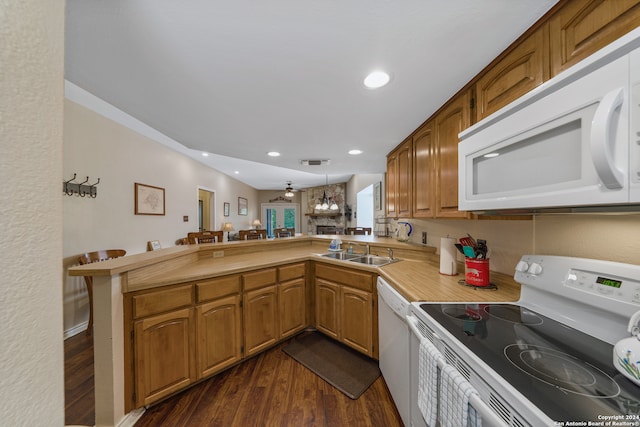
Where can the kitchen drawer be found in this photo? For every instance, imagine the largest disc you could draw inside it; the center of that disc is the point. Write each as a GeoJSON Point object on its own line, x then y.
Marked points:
{"type": "Point", "coordinates": [161, 301]}
{"type": "Point", "coordinates": [353, 278]}
{"type": "Point", "coordinates": [259, 279]}
{"type": "Point", "coordinates": [215, 288]}
{"type": "Point", "coordinates": [290, 272]}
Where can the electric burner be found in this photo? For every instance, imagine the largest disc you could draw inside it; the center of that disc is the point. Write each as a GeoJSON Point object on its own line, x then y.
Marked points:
{"type": "Point", "coordinates": [513, 314]}
{"type": "Point", "coordinates": [562, 370]}
{"type": "Point", "coordinates": [462, 313]}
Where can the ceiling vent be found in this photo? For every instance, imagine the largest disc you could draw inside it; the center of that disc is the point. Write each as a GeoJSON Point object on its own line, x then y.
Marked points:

__Problem__. Give back, unchanged, the line containing "Where can the ceiling" and each line that comes after it in the entries above, ending with the last.

__Written answer__.
Where can the ceiling vent be found in this photo? For every instance, imagine the largest disc you could draw inside it; the center of that disc is the point. Write each as a GeoJSON Point object on its own line, x then y.
Marked points:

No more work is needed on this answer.